Exercise -> Rewrite the records below, substituting "each instance" for each occurrence of "every instance" and leaving everything else unchanged.

(Excerpts of pointing data)
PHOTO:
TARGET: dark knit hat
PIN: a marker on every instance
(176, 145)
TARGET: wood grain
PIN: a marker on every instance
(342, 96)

Problem solution ->
PHOTO:
TARGET: dark knit hat
PIN: a marker on each instance
(176, 145)
TARGET: wood grain
PIN: a marker on each instance
(342, 96)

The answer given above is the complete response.